- OBJETIVO DEL EJERCICIO
Prosigue la entrevista sobre el liceo, la música y los años en Argentina a partir de la pregunta con la que termina.

- FRAGMENTO DEL TEXTO
━━━━━━
-En algún momento contaste que en el liceo compusiste una zamba para Alfredo Zitarrosa, aunque nunca llegaste a tocarla.
-Las veces que nos cruzamos nunca se lo dije. En la época en que comenzaba el liceo, Zitarrosa estaba en su apogeo. Había un grupito que estudiábamos música, y el profesor me propuso: “¿Por qué no le componés algo?”. Entonces él hizo una letra y yo le puse música. La idea había sido de él, pero en liceo no sabían nada. Cuando llegué con la guitarrita había tanta gente que casi ni lo vi. Desde el cordón de la vereda escuchaba lo que decía, cuando había pasado tres días ensayando la canción. Pero es verdad que la primera canción la hice para mostrársela a él.
-En 1972 comienza tu etapa en Argentina, donde te dedicaste a muchas cosas pero no dejaste de estudiar música.
-Como todo recién llegado, trabajé en un bar, en una fábrica y terminé en una distribuidora de libros. Pero nunca me adapté, fue como estar entre sueños. Eran años muy marcados por la cuestión política, primero acá, en Uruguay, y después se vino la dictadura allá [en Argentina]. En esos años particulares, las coordenadas trascendían los países y se vivía la misma sensación ominosa. De cierta manera, no fui un adolescente que llegó a un lugar a ver qué tan lindo era. Pero la verdad es que cuando volví [en 1978] fue un alivio.
-¿En esa época ya se vincularon a algunas agrupaciones?
━━━━━━
- ÍTEMS

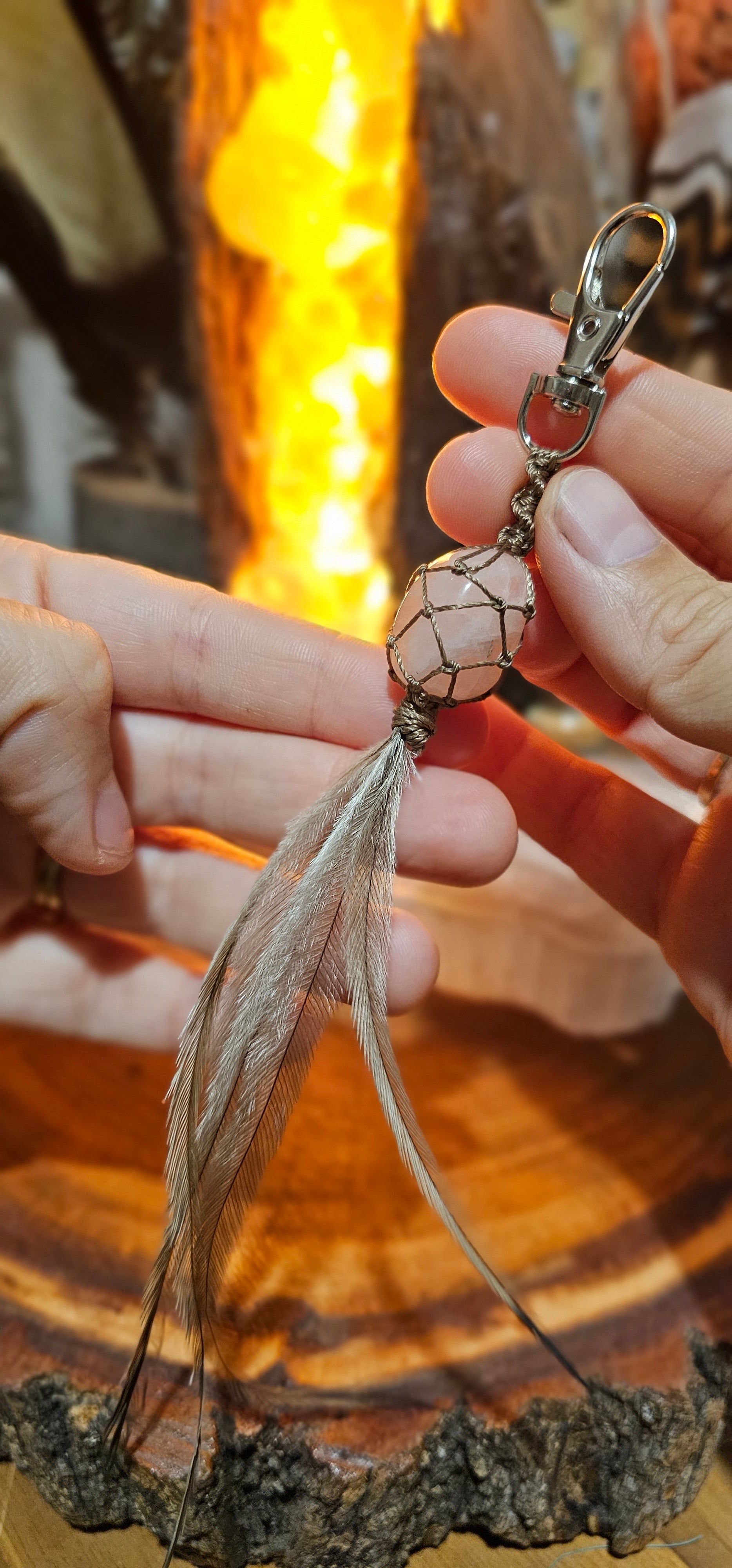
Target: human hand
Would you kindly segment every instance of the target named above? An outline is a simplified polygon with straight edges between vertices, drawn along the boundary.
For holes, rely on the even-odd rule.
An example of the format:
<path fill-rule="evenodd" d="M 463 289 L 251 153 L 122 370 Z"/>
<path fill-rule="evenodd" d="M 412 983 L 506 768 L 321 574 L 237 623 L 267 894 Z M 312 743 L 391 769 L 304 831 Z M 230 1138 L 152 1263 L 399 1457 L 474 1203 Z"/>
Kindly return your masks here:
<path fill-rule="evenodd" d="M 218 946 L 255 856 L 389 734 L 384 651 L 11 538 L 0 651 L 0 1016 L 171 1049 L 201 982 L 190 950 Z M 483 739 L 470 710 L 429 743 L 400 814 L 403 873 L 480 883 L 509 862 L 511 808 L 461 771 Z M 39 845 L 67 867 L 67 919 L 53 927 L 25 913 Z M 414 1005 L 436 967 L 423 927 L 397 916 L 392 1010 Z"/>
<path fill-rule="evenodd" d="M 495 538 L 525 453 L 513 430 L 552 321 L 484 307 L 456 317 L 436 376 L 486 428 L 433 466 L 433 516 L 466 544 Z M 588 448 L 536 514 L 538 613 L 519 668 L 687 787 L 732 753 L 732 395 L 632 354 L 608 379 Z M 564 437 L 566 441 L 566 437 Z M 478 767 L 531 837 L 655 936 L 732 1055 L 732 798 L 704 822 L 569 756 L 500 702 Z"/>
━━━━━━
- RESPUESTA
-Me fui con mi hermano, mi cuñada y mi sobrino de seis meses. Acá militábamos, y allá, con el tiempo, iniciamos una militancia distinta.
-¿Más bien apartidaria?
-Mi hermano era de un grupo anarquista obrero llamado Resistencia Libertaria. Yo militaba en mi gremio, pero sobre todo estudiaba mucho. Con 15 años ya tenía en mis manos Pedagogía del oprimido, de Paulo Freire.
-A tu regreso, en 1978, comenzaste a estudiar con Coriún Aharonián y Graciela Paraskevaídis. ¿Cómo fue esa experiencia?
-Con ellos encontré el ámbito para mis intereses culturales en el amplio sentido, mediante una teoría para la cultura y el modo en que ellos trabajaban. La mía fue una generación muy activa, consciente de que se podía construir identidad. Por eso en 1983 creamos el TUMP [Taller Uruguayo de Música Popular], por ejemplo, y experimentábamos con la murga de niños Firulete. Hacia fines de los 70 la canción popular ingresó al género murga, y eso fue fantástico. Aquí se ve el movimiento de la identidad; a veces uno supone que siempre se dio así, pero en ese momento el carnaval fue un proyecto político. A mi vuelta [a Uruguay] enseguida me vinculé con Ayuí-Tacuabé, y así como el TUMP, se pensó como un proyecto a largo plazo, sabiendo que iba a ser sano.
-Esto se vincula a la formación de una nueva sensibilidad musical. Haciendo un balance, ¿en qué crees que pudieron haber fallado, si es que lo hicieron?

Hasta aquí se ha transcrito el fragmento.